- **Contour labeling entries**:
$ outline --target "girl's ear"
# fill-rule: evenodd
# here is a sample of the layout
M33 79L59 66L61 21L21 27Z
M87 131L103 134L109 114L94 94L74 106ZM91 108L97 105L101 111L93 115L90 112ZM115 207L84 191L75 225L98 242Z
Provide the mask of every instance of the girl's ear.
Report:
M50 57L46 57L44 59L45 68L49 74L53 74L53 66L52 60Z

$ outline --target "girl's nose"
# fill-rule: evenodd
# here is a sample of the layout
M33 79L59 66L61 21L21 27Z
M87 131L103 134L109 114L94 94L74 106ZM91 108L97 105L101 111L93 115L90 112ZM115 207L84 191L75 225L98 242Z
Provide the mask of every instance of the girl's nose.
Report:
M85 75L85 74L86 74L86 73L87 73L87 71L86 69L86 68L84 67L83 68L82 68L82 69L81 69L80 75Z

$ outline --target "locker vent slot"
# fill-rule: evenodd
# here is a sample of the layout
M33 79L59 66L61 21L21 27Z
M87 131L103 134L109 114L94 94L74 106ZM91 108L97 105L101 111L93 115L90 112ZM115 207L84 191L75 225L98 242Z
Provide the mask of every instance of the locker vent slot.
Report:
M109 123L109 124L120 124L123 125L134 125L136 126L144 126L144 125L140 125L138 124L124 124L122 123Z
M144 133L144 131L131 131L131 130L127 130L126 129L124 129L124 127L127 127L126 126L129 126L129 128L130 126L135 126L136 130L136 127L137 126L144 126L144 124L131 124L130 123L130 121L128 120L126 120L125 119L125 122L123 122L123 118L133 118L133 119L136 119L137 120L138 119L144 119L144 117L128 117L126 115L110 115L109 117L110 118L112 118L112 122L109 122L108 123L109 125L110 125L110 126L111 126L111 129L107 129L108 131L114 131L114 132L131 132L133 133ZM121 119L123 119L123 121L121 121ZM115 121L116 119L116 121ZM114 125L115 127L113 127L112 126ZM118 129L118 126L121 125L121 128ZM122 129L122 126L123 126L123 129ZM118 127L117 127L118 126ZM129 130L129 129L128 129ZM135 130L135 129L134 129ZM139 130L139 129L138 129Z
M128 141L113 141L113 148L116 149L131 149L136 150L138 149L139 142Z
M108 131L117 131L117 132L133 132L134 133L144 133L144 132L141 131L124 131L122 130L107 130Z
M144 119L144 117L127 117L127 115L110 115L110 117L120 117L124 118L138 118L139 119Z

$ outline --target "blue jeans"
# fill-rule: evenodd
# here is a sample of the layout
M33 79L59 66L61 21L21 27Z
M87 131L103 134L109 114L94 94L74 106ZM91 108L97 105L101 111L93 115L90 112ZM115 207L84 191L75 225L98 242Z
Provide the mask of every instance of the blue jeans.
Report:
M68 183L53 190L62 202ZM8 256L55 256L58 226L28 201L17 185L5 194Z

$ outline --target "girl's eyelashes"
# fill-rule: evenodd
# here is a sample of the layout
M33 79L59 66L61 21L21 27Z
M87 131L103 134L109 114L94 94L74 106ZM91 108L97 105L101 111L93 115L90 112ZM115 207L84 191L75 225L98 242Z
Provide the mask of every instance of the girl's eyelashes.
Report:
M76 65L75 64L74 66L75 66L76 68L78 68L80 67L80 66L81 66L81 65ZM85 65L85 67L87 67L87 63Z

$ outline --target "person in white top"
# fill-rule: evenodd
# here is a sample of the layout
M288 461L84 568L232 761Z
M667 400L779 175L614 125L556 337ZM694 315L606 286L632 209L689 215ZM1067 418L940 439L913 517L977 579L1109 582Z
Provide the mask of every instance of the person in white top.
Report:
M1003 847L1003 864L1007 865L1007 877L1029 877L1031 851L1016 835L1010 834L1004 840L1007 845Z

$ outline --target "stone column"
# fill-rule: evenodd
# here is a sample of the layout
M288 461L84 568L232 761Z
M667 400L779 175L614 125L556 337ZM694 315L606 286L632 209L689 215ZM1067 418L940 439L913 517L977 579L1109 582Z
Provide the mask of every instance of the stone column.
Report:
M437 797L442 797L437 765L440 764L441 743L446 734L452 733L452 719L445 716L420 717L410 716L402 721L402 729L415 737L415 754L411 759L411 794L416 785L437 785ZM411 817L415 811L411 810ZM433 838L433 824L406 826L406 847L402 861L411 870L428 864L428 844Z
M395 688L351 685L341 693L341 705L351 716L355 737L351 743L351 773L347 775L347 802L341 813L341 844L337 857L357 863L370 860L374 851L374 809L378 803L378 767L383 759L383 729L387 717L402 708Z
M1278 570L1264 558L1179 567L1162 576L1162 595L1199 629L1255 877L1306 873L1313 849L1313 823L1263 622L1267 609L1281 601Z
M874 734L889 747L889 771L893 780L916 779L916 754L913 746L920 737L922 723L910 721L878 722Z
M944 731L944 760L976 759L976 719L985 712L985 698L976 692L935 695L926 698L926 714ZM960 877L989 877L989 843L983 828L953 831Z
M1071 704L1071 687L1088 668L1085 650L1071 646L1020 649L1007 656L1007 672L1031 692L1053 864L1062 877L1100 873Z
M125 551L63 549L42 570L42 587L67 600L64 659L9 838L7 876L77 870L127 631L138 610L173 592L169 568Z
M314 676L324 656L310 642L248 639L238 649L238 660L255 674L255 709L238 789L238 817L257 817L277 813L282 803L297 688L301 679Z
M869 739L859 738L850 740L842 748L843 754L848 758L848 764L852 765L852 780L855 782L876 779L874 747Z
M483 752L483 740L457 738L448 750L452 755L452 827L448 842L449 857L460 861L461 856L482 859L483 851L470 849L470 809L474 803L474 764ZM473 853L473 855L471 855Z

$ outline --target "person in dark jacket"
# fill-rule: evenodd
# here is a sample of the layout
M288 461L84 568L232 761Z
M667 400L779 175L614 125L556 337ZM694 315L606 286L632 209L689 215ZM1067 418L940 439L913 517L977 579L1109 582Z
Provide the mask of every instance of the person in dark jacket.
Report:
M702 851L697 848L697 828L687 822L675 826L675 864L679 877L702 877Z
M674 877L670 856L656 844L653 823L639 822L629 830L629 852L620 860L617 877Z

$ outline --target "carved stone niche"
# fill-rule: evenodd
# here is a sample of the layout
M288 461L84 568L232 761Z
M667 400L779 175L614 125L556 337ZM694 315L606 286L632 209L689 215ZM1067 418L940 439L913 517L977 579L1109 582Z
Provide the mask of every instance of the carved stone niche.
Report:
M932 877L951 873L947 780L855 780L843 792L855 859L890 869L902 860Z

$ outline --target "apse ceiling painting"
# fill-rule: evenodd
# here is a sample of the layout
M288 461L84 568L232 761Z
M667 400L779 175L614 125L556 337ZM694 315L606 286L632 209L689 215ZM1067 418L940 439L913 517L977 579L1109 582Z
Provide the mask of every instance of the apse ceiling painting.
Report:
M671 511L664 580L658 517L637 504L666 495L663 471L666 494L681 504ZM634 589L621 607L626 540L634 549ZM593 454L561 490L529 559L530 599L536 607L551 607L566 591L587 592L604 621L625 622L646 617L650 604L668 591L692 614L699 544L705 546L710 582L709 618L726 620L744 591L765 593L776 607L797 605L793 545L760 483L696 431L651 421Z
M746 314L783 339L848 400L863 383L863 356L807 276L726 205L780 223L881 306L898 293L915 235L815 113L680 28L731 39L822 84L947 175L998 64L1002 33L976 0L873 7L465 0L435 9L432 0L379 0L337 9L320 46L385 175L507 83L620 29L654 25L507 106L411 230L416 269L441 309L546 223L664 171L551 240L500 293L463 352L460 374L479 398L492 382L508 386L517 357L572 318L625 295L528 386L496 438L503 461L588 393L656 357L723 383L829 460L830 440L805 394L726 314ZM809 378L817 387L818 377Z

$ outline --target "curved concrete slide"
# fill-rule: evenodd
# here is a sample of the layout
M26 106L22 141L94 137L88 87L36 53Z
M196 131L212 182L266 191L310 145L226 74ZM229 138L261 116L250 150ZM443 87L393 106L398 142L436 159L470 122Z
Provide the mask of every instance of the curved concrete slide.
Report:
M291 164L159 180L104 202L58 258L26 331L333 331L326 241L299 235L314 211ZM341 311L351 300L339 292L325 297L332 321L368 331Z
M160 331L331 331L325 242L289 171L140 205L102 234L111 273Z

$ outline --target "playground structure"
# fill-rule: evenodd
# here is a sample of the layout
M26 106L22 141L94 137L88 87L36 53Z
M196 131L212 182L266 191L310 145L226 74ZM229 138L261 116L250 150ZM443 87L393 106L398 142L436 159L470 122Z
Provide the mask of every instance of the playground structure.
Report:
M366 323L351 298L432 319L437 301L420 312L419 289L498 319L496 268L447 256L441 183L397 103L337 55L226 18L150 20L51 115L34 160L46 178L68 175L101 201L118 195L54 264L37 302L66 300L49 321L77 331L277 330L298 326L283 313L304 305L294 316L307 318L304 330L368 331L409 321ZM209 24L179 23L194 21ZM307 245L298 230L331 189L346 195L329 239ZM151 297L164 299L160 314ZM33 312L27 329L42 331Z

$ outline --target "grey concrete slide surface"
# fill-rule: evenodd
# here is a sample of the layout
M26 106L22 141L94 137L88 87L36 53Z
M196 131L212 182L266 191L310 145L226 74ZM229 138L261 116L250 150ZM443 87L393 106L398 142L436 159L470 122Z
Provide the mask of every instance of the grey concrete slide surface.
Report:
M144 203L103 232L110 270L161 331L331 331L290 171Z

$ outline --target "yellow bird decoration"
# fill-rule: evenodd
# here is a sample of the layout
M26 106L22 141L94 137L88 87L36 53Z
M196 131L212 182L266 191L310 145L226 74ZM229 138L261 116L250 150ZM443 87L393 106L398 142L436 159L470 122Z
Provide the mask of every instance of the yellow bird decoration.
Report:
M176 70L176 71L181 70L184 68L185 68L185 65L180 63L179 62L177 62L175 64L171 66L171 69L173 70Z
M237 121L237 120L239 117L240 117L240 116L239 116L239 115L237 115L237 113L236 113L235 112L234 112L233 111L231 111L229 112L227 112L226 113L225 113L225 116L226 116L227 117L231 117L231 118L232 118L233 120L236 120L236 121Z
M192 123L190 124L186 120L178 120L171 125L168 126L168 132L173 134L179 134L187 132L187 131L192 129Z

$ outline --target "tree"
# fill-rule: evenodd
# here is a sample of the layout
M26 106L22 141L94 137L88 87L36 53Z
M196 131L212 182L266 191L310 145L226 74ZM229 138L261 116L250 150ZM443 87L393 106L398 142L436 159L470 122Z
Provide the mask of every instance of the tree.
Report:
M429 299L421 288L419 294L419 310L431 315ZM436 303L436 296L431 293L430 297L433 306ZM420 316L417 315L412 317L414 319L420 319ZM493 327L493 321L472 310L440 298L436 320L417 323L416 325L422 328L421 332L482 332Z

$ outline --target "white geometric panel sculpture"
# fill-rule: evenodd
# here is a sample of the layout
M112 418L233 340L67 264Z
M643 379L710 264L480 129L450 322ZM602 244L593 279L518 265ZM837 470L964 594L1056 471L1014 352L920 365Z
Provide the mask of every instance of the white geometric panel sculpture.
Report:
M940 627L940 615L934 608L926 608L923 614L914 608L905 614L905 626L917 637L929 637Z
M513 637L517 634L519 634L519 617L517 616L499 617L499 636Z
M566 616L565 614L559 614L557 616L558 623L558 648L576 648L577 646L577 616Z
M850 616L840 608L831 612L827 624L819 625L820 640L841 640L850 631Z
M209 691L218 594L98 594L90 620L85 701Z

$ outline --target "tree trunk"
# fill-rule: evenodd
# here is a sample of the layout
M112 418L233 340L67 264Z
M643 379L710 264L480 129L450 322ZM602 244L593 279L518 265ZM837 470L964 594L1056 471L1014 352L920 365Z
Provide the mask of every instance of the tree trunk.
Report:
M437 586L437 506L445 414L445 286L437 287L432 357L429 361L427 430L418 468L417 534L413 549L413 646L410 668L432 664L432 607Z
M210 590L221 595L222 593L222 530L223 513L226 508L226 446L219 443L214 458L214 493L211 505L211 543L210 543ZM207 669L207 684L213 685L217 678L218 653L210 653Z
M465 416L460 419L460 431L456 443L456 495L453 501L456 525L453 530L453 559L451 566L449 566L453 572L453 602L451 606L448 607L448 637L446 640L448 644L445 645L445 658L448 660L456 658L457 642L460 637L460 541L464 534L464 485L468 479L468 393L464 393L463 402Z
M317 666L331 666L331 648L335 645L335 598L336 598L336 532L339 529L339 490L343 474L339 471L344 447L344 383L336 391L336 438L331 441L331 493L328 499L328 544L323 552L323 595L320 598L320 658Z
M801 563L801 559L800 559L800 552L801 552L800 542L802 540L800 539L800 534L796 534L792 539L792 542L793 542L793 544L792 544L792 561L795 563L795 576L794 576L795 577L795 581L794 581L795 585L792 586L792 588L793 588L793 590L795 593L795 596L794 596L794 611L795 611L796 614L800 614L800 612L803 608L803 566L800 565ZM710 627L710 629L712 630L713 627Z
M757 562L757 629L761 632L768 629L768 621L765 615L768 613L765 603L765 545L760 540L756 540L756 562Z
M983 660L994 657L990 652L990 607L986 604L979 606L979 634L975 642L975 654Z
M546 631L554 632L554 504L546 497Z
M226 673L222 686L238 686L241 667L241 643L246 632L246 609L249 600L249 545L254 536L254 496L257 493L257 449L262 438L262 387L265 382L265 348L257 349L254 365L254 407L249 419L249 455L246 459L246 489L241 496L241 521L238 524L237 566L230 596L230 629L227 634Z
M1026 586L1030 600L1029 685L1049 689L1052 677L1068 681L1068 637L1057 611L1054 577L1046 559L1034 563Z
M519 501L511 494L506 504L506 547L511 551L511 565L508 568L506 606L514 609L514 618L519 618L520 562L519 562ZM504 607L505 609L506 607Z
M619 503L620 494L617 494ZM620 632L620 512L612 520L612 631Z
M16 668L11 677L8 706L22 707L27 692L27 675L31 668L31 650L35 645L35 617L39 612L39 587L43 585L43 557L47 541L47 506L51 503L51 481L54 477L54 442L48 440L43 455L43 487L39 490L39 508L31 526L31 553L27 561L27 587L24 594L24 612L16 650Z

- **Your task**: Reproduce the material from its beginning through the line containing "M50 57L46 57L44", inclusive, replacing "evenodd" with "nonzero" and changing nothing else. Give only those lines.

- **Finished answer**:
$ outline --target "girl's ear"
# fill-rule: nonzero
# here is a sample of the layout
M33 79L59 66L61 21L21 27Z
M87 131L103 134L109 114L94 94L74 106ZM91 108L97 105L101 111L93 115L90 112ZM115 207L84 191L75 225L98 242Z
Provide the mask of every instance of the girl's ear.
Report:
M50 57L46 57L44 59L45 68L49 74L53 74L53 66L52 60Z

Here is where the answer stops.